**WORK ITEM:** Everything in the listing below from the line containing "Target: railway track" through the line containing "Target: shrub" must be repeated exactly; the remaining lines are not wanted.

**INPUT FOR THIS TASK:**
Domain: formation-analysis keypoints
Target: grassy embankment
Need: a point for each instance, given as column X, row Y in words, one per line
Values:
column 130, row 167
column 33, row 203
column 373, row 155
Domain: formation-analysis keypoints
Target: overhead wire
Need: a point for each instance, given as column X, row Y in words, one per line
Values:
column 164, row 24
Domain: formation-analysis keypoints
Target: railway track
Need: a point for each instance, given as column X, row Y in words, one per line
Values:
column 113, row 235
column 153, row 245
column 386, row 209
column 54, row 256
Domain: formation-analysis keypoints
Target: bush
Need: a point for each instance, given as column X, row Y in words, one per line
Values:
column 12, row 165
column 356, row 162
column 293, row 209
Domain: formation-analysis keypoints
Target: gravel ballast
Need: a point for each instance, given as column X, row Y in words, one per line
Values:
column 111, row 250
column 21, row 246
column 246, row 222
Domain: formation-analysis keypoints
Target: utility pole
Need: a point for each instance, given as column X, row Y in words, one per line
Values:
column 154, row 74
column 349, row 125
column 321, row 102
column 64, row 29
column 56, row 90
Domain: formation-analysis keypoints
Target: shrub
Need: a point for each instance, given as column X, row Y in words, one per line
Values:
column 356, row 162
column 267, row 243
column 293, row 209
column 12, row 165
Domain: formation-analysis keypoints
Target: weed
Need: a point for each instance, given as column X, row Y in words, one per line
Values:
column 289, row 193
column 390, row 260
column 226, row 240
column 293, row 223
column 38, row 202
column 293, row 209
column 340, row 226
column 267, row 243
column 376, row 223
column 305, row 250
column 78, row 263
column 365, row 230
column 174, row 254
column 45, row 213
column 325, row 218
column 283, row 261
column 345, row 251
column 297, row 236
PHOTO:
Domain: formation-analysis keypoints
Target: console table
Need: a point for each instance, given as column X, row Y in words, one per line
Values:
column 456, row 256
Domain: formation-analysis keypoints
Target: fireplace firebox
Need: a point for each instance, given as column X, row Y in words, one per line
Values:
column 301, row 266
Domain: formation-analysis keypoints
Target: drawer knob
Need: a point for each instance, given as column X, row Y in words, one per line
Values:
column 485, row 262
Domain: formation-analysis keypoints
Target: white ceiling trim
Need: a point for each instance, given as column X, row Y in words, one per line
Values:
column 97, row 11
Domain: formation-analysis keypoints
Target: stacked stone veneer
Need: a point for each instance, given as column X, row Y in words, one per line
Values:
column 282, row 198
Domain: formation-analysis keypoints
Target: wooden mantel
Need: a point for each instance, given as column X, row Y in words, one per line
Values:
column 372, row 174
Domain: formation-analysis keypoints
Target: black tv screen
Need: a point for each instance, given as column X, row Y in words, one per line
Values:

**RESPONSE:**
Target: railway track
Need: a point for each instance, given as column X, row Y in words, one per line
Values:
column 113, row 235
column 153, row 245
column 386, row 209
column 54, row 256
Domain: formation-analysis keypoints
Target: bush
Need: a point for each instance, given as column X, row Y in words, one per line
Values:
column 12, row 165
column 356, row 162
column 293, row 209
Domain: formation-analysis keypoints
Target: gravel ballast
Need: a point for each instance, given as column X, row Y in words, one per line
Values:
column 111, row 250
column 21, row 246
column 246, row 222
Domain: formation-analysis keypoints
Target: utility pole
Need: a point for each instance, given as column X, row Y in words, one per line
Values:
column 154, row 74
column 349, row 125
column 321, row 102
column 64, row 29
column 56, row 90
Domain: formation-analysis keypoints
Target: shrub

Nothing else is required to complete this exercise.